*Task brief*. Down to the last line, copy the records below without any change.

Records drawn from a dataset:

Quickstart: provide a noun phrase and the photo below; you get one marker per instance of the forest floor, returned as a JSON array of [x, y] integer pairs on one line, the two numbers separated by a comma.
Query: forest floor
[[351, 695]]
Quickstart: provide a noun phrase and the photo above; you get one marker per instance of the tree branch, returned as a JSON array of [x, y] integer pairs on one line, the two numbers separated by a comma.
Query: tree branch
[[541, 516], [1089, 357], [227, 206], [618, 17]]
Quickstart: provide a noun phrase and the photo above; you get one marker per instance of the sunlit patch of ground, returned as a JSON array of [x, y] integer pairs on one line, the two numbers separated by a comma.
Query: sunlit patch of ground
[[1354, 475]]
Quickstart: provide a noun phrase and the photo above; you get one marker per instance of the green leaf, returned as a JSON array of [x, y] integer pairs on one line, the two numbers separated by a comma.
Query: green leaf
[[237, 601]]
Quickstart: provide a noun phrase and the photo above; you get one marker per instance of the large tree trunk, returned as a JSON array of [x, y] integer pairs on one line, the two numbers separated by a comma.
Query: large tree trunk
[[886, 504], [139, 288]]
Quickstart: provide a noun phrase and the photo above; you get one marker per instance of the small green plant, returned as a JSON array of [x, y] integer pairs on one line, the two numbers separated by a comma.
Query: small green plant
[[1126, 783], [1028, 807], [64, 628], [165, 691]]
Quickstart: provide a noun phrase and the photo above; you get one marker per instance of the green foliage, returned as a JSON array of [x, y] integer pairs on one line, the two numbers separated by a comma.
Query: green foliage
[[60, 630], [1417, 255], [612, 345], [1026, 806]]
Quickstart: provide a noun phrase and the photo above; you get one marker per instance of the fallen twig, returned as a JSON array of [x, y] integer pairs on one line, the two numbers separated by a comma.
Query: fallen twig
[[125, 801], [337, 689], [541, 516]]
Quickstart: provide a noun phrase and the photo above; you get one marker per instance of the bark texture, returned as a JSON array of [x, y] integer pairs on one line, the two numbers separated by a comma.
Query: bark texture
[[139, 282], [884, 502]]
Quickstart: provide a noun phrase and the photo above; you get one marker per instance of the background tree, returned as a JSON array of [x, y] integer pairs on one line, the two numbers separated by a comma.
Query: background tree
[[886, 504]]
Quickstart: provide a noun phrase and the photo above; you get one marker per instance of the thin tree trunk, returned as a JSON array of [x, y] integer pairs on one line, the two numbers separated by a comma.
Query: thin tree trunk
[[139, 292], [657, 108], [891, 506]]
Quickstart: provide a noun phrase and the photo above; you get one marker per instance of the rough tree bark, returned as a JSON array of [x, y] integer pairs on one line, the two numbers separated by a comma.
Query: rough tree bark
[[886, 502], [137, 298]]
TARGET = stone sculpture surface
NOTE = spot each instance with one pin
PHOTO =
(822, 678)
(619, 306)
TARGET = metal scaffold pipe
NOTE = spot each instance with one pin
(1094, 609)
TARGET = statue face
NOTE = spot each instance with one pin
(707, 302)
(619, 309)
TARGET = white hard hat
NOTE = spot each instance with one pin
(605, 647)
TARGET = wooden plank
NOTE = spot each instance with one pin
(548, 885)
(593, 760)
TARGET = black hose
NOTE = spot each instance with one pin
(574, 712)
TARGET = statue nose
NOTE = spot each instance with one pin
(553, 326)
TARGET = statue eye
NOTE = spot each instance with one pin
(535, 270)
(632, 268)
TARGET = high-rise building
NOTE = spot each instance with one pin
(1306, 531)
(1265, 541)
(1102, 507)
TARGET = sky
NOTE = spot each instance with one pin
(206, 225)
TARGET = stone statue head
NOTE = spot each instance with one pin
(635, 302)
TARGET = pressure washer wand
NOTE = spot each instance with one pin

*Solution to this task*.
Quickstart: provide a noun phrase and the photo below; you get one marker per instance of the forest floor, returned as a JSON array of [x, y] integer pairs on one line, the two numbers separated by a comma.
Query: forest floor
[[351, 695]]
Quickstart: provide a noun phrase and the photo above; you get one marker per instance of the tree branch, returned as a JSON array of [x, y] integer pairs on one line, the two numbers separated by a comma.
Query: tree branch
[[541, 516], [1089, 357], [227, 206], [618, 17]]
Quickstart: provide a noun phrase and the photo above; you get one marker per instance of the sunlit patch of ground, returned as a JSON array of [x, y] integer pairs on one line, the two numbers separated by a comma.
Query: sunlit patch of ground
[[1354, 475]]
Quickstart: provide a noun phrase and the photo above; you get one marker per instance of the green leaf, returned as a JSON array of [x, y] integer pairs on one line, the two numbers separated by a comma.
Query: green leaf
[[237, 601]]
Quickstart: provide a noun phrase and the photo above; you get one marker per instance of the large tree trunk, returned as a JSON array of [x, y] integer pairs on one line, the two numbers separated by a comma.
Query: large tree trunk
[[886, 504], [139, 288]]
Quickstart: provide a noun phrase and the photo above; you get one marker per instance of the small green plant, returned as a JSON array of [x, y] integer pairs on one line, the two numbers separated by a comma.
Query: small green plant
[[1126, 783], [1028, 807], [64, 628], [165, 691]]
Quickstart: provide a noun phrase and the photo above; you get one marker per instance of the green foliage, returned as a JSON array of [x, y] integer pairs on one line, the two numbers separated by a comma.
Query: green foliage
[[60, 630], [1417, 255], [612, 345], [1026, 806]]
Quickstart: provide a noun phrase and the photo above; you get one marker per instance of the fallen twig, returned as a JSON array of [x, y] integer pairs on one line, the two numbers separated by a comma.
Query: fallen twig
[[125, 801], [337, 689], [541, 516]]
Quickstart: provide a noun phrase and the photo above; you get one marker per instance of the bark texture, returned as a JSON array of [x, y] integer pairs on one line, the two numbers separated by a comma.
Query: bark texture
[[139, 282], [884, 502]]
Quickstart: provide a noun phrase and the photo above; you get one marker per instance of the background tree, returned as a JSON array of [x, y] integer pairs on one line, the two numbers separated by a comma.
Query: background tree
[[886, 504]]
Quickstart: provide a noun phrase and the photo above; you get one marker per instance of the thin tree trunk, returned as a JSON array of [x, y] integer pairs on one line, the two numbers separated by a comma.
Query: thin tree trunk
[[139, 292], [657, 108], [891, 506]]
Quickstart: provide a noun phrase and the photo above; you get one marker per instance of the rough tree bark, returned as a JSON array of [x, y] integer pairs on one line, the two numbers separated by a comma.
Query: rough tree bark
[[886, 502], [137, 298]]
TARGET = stone sculpture surface
NOTE = spot each instance with one pin
PHOTO =
(822, 678)
(619, 306)
TARGET = metal scaffold pipe
NOTE = spot each instance with one pin
(1094, 609)
TARGET = statue face
NOTE = spot each instance with one pin
(707, 302)
(619, 309)
TARGET = white hard hat
NOTE = spot each instance with one pin
(605, 647)
TARGET = wooden plank
NOTE = spot each instance with one pin
(548, 885)
(593, 760)
TARGET = black hose
NOTE = spot each instance with one pin
(574, 712)
TARGET = statue nose
NOTE = spot each instance with one pin
(553, 326)
TARGET = statue eye
NOTE = spot each instance with one pin
(535, 270)
(632, 268)
TARGET = high-rise building
NOTE = spot each instance with one pin
(1306, 531)
(1265, 541)
(1102, 507)
TARGET = sky
NOTE = spot each instance with one pin
(206, 225)
TARGET = stone statue head
NOTE = spot each instance with one pin
(635, 302)
TARGET = pressure washer wand
NOTE = spot each instance with one pin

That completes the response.